Problem:
The lines to extract run from the first line of the entries through the line that contains "Target: gnarled olive tree trunk"; reproduce exactly those lines and no others.

Data shown:
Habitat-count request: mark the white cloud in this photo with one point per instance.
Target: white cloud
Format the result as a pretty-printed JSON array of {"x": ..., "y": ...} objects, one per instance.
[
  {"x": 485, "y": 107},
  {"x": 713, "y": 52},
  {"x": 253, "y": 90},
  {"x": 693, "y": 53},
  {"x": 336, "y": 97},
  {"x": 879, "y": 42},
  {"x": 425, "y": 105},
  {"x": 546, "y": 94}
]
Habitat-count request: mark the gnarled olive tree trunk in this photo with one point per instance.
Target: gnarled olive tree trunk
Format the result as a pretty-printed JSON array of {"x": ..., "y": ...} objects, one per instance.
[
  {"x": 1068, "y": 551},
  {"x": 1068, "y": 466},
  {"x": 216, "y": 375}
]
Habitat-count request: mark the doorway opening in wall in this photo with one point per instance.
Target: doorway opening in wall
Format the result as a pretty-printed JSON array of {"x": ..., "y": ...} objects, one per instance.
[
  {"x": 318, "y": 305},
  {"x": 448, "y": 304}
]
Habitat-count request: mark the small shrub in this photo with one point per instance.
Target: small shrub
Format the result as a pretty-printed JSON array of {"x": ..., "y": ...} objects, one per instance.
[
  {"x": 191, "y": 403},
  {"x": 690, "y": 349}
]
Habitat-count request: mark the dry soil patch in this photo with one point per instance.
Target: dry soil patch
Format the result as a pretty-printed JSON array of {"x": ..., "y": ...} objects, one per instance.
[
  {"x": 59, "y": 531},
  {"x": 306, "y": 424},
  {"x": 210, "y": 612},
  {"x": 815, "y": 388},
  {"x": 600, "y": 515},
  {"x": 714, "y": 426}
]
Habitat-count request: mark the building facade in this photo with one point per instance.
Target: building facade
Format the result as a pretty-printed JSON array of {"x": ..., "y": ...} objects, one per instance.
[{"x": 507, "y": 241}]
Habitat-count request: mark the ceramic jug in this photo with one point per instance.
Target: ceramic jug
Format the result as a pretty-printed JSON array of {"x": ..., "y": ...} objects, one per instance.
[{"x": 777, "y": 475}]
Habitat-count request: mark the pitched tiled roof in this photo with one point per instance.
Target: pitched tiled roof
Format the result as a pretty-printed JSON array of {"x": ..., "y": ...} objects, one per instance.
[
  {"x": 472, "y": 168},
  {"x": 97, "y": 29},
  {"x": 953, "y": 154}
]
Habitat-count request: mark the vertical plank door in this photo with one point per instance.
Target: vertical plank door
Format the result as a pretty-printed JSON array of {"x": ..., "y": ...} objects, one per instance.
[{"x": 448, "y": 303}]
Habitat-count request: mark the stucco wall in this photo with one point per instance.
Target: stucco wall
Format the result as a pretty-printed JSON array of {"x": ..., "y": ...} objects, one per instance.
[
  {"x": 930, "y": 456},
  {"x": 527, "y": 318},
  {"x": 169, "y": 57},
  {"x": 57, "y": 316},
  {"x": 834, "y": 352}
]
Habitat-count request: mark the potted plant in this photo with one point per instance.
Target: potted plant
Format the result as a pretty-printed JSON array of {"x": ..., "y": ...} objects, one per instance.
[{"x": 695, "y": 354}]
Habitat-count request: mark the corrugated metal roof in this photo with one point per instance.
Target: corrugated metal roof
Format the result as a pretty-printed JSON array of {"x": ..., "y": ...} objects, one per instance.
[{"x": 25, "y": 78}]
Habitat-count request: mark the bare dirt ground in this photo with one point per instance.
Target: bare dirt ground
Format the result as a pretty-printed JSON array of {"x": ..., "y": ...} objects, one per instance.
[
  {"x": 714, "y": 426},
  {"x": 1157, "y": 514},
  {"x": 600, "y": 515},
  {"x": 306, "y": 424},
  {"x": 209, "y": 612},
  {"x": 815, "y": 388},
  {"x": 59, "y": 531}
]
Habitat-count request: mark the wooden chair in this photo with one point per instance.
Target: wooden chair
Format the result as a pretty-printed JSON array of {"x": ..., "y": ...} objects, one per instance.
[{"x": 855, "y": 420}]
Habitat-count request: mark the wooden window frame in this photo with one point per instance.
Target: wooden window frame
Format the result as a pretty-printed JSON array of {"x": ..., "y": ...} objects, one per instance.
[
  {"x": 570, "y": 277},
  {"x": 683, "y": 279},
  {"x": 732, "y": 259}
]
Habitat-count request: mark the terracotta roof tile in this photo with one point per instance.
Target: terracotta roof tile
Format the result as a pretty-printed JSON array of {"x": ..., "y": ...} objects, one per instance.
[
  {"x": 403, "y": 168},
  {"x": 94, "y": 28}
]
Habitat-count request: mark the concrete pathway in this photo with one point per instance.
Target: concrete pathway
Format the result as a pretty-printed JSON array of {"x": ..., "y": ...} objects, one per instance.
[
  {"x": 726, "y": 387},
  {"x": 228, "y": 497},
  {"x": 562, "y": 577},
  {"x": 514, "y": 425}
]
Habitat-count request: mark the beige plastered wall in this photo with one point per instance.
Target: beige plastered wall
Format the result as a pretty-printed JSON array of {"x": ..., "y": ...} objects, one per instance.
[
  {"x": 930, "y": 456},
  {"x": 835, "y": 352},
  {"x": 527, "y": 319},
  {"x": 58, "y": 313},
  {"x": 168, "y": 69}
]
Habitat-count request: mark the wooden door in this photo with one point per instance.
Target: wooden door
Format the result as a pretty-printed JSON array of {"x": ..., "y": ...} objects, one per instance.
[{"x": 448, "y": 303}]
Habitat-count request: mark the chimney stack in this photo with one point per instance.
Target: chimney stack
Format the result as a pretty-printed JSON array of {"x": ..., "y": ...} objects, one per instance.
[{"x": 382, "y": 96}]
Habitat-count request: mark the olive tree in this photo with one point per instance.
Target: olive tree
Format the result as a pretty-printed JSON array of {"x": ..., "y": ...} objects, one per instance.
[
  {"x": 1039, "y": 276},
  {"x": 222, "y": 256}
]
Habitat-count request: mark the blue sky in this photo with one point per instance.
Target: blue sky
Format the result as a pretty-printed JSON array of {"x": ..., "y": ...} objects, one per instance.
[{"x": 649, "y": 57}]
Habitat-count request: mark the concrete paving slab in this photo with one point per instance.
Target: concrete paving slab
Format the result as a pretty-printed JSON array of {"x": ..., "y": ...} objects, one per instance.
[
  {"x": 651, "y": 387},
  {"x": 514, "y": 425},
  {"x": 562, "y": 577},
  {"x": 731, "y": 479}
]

Output for this exercise:
Habitat-count request: mark the white cloud in this photo with one point per instance.
Target: white cloud
Format the result as a pretty-printed JSON array of {"x": ..., "y": ...} objects, one per instance.
[
  {"x": 485, "y": 107},
  {"x": 713, "y": 52},
  {"x": 253, "y": 90},
  {"x": 693, "y": 53},
  {"x": 336, "y": 97},
  {"x": 879, "y": 42},
  {"x": 425, "y": 105},
  {"x": 546, "y": 94}
]
Habitat-count request: mark the gnarled olive tree trunk in this photo with one point per instance.
Target: gnarled olive tree trunk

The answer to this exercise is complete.